Não podemos embicar no ano
2000 sem saber direitinho a diferença entre o cará, o inhame, a
mandioca mansa e a brava.
Navegantes sem bússola no meio
da imensa fauna e flora do Brasil,
queremos remediar as coisas pelo
menos para não comer salmão
com endívia e purê de oseille no réveillon do milênio.
Podemos ler para ficar mais bem
informados. O que, no caso, já não
é pouco. Em matéria de livros começamos por onde todos os países
acabam.
Já temos a obra definitiva sobre
comida no Brasil, os dois calhamaços eruditos do assombroso Câmara Cascudo, "História da Alimentação no Brasil" (Edusp). Explicou quase tudo, pelo menos tocou no que era mais importante, é
a referência máxima.
O que nos resta para saciar essa
curiosidade milenarista, como
completar, como somar, corrigir,
aventar novas hipóteses? Imagino
perguntas assim, que admitam
respostas variadas, vindas de todos os lugares do Brasil. O que comemos e o que não comemos? Por
quê? Quais são nossos ingredientes
básicos, quais os preparos típicos e
privilegiados?
É claro que cada um sabe melhor
do seu próprio canto, do seu quintal, do seu "terroir" para falarmos
francês, até do seu terreiro, para
continuarmos em português.
Um país só pode se gabar de ter
uma "cuisine" quando uma comunidade entende plenamente aquilo
que come, sabe como se faz, percebe as diferenças no preparo, entende da compra - hoje está mais
mole, ontem esteve mais sem sal, o
feijão está desmanchando porque
muito novo -, e além de tudo
conversa sobre o assunto, trocam-se idéias.
E como evoluiu nossa comida regional? Quais os padrões de cada
área? A comida é variada, monótona? Influências possíveis dos imigrantes. Quem comeu quem? O
imigrante nos devorou ou nós deturpamos e acabamos com a comida dele?
Bem, com o assunto raízes esgotado, passamos à tecnologia, ao
crescimento urbano, à produção
comercial e industrial. Como eram
as fazendas antes e depois das novas técnicas de plantio? E o transporte, como foi que o transporte
mudou nossa dieta? E por que até
hoje não conseguimos comer os
dulcíssimos mangostões, os rambutans de sonho que se comem no
Pará?
A que horas e a que momento industrializou-se a farinha de mandioca, o fubá, a galinha ciscando na
varanda, o porco patinando na lama do chiqueiro? E as latas e vidros
guardando nossas frutas e legumes?

********

*Suas tarefas*
1. Reescreva o trecho do texto sobre comida no Brasil que começa em "Já temos a obra" e termina em "a referência máxima.", pondo "volumes" no lugar de "calhamaços".
2. Diga se cada afirmação abaixo está de acordo com o texto sobre comida no Brasil, respondendo sim ou não e citando as palavras do texto que decidem a questão.
(a) A obra de Câmara Cascudo é tratada como a principal referência sobre o assunto.
(b) Os mangostões e os rambutans do Pará já podem ser comidos em todo o país.
(c) Em matéria de livros, o Brasil começa por onde os outros países terminam.
3. Responda às perguntas a seguir com base no texto sobre comida no Brasil.
(a) Que editora aparece entre parênteses após o título da obra de Câmara Cascudo?
(b) O que não se quer comer no réveillon do milênio?
(c) Segundo o texto, por que o feijão está desmanchando?

********

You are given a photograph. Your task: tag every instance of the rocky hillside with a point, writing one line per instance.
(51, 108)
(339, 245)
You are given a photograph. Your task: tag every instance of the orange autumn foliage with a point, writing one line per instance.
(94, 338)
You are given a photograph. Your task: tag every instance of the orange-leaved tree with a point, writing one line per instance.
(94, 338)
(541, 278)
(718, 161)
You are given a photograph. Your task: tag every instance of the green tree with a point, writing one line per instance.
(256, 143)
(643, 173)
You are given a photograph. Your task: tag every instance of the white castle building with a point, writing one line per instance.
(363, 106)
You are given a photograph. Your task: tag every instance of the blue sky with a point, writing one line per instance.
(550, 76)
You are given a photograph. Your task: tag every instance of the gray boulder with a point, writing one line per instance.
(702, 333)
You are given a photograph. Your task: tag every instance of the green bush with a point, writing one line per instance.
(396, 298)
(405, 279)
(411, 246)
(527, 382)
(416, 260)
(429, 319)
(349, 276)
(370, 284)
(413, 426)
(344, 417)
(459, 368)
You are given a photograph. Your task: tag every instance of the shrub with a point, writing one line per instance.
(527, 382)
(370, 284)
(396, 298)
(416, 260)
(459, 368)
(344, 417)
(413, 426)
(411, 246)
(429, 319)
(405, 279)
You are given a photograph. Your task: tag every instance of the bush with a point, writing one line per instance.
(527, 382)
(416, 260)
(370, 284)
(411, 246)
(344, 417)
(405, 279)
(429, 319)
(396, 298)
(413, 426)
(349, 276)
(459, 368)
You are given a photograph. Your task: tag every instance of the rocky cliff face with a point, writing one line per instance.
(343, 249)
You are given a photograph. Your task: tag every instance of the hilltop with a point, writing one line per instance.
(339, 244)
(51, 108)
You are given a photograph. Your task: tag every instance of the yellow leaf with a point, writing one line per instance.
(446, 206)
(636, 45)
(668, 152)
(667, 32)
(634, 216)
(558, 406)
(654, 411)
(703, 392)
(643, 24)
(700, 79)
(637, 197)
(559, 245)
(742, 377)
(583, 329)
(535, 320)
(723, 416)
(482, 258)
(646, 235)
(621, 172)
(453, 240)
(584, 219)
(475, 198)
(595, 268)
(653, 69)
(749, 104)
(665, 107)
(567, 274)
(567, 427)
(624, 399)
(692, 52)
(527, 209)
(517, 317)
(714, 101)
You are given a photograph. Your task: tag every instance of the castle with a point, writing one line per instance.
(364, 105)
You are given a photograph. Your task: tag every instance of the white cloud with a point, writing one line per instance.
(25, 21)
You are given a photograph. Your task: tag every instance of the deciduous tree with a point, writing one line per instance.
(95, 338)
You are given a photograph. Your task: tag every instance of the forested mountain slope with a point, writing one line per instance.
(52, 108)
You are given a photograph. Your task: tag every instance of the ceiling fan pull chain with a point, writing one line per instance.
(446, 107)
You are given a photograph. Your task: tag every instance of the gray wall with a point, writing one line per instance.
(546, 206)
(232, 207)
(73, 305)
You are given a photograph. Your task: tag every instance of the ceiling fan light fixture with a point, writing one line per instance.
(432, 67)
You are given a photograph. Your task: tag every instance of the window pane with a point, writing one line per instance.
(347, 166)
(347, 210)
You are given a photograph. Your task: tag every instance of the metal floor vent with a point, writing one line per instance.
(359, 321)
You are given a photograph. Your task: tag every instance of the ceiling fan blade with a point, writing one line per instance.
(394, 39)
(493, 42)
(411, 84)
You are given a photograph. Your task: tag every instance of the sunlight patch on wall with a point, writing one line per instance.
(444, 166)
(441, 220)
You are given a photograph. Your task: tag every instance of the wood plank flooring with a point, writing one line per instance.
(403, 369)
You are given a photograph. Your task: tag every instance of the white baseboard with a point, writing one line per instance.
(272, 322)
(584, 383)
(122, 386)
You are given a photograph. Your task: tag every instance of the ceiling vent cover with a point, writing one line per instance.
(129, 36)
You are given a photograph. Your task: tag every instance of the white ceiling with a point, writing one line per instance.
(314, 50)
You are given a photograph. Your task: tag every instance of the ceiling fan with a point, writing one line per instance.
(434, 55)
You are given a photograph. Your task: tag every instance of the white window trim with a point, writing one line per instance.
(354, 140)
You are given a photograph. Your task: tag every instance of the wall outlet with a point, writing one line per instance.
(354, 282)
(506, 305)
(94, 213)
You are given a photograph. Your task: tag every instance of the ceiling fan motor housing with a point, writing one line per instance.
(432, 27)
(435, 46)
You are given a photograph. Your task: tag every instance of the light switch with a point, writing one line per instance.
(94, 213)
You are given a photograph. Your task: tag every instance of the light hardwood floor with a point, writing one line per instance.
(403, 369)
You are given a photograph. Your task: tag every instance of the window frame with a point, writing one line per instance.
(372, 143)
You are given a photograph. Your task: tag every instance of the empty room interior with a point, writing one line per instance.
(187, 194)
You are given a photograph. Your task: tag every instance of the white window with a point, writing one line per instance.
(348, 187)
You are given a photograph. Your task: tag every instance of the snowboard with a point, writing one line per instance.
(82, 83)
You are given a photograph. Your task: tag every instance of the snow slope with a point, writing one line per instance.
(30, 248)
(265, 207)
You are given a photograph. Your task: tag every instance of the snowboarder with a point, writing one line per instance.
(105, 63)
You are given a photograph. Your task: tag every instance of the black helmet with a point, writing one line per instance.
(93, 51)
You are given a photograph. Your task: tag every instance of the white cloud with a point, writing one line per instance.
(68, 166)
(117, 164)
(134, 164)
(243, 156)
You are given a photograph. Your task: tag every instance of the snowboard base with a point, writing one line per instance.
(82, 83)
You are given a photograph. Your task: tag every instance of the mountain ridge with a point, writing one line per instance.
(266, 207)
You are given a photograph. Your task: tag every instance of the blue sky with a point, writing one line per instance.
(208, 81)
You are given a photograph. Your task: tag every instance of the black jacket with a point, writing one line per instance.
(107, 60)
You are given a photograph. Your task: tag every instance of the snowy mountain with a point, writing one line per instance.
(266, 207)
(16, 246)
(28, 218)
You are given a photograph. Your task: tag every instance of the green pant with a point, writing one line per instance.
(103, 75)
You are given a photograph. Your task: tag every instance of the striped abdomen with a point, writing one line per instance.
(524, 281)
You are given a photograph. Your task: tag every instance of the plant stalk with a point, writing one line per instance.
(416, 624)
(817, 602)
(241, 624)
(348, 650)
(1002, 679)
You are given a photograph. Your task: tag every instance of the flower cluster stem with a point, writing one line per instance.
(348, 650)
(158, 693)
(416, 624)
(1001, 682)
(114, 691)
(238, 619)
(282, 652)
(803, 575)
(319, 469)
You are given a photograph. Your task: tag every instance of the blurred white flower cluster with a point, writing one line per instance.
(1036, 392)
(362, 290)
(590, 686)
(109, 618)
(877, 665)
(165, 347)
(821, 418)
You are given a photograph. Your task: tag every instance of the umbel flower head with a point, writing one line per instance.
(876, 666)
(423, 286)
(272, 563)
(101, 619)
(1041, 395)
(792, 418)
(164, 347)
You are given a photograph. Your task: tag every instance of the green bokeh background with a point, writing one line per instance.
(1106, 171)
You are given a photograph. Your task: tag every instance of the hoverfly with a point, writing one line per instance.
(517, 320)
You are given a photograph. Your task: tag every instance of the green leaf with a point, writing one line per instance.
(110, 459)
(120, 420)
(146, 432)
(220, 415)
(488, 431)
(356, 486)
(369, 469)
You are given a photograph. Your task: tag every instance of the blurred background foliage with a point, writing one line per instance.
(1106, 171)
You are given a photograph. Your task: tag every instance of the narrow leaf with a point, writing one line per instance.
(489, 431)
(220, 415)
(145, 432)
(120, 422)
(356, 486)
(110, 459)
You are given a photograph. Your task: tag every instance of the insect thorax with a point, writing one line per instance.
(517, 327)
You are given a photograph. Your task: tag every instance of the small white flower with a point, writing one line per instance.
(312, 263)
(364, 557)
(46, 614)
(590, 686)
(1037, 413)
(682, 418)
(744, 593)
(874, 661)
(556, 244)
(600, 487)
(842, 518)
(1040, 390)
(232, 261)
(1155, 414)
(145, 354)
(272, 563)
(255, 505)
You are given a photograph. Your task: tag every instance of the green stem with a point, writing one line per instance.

********

*Respostas às tarefas*
1.
Já temos a obra definitiva sobre
comida no Brasil, os dois volumes eruditos do assombroso Câmara Cascudo, "História da Alimentação no Brasil" (Edusp). Explicou quase tudo, pelo menos tocou no que era mais importante, é
a referência máxima.

2.
(a) Sim: "é a referência máxima".
(b) Não: "E por que até hoje não conseguimos comer os dulcíssimos mangostões, os rambutans de sonho que se comem no Pará?"
(c) Sim: "Em matéria de livros começamos por onde todos os países acabam."

3.
(a) Edusp.
(b) Salmão com endívia e purê de oseille.
(c) Porque está muito novo.